[Opening EXCERPTED PASSAGE section]

Archive for July, 2008


Treatment Refusal

July 30, 2008

While riding the jeep to school, I overheard this conversation.
“You’re now a diabetic?” a woman said to a man, who was obviously her friend. She wore what seemed to be a uniform of some generic office. He, on the other hand, was wearing home clothing.
“That’s what the doctor said,” the man said.
“You should go natural,” the woman said. “Don’t drink. Don’t eat too much. Go natural. Exercise.”
“No,” he said in obvious denial of his condition, “I feel fine.”
“Your condition might worsen,” she said. “You’ll end up injecting yourself with expensive medicine everyday.”
“I don’t care what the doctor says,” he said. “As long as I feel fine, I’ll do the same things I do normally.”

[Closing EXCERPTED PASSAGE section]

WHAT YOU HAVE TO DO ▸
Answer these questions about the treatment refusal post:
1. What vehicle was the narrator riding, and to where?
2. What was the woman wearing?
3. According to the woman, what would the man end up doing every day if his condition worsened?

[Opening INFORMATION GIVEN section]

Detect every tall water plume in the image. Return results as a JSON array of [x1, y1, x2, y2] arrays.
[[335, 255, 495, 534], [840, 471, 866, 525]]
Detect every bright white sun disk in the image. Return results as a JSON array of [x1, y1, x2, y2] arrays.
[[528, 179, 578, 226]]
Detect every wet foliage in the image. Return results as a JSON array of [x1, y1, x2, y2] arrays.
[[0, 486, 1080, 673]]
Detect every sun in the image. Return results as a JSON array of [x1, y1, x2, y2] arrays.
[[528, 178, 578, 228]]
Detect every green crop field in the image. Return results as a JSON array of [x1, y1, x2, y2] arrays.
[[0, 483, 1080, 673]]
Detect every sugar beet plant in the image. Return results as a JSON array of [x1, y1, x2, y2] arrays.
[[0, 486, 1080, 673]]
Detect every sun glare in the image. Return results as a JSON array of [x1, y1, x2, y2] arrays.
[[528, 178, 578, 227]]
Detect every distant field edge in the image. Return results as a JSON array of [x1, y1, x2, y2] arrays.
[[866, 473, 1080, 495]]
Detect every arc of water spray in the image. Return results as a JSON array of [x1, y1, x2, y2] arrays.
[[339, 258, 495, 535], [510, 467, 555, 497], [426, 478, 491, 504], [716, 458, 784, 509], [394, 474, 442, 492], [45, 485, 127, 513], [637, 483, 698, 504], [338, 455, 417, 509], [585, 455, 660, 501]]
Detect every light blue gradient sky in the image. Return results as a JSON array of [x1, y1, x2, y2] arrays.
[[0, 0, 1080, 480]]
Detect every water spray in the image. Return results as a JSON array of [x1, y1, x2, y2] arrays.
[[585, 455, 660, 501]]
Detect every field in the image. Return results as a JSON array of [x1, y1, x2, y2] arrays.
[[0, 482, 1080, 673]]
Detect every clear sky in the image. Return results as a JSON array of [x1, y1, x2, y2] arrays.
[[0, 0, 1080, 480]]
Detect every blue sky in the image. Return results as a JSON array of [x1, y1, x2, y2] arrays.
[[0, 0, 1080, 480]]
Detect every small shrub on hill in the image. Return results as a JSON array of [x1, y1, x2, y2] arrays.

[Closing INFORMATION GIVEN section]

EXERCISE RESULT ▸
1. A jeep, to school.
2. What seemed to be a uniform of some generic office.
3. Injecting himself with expensive medicine.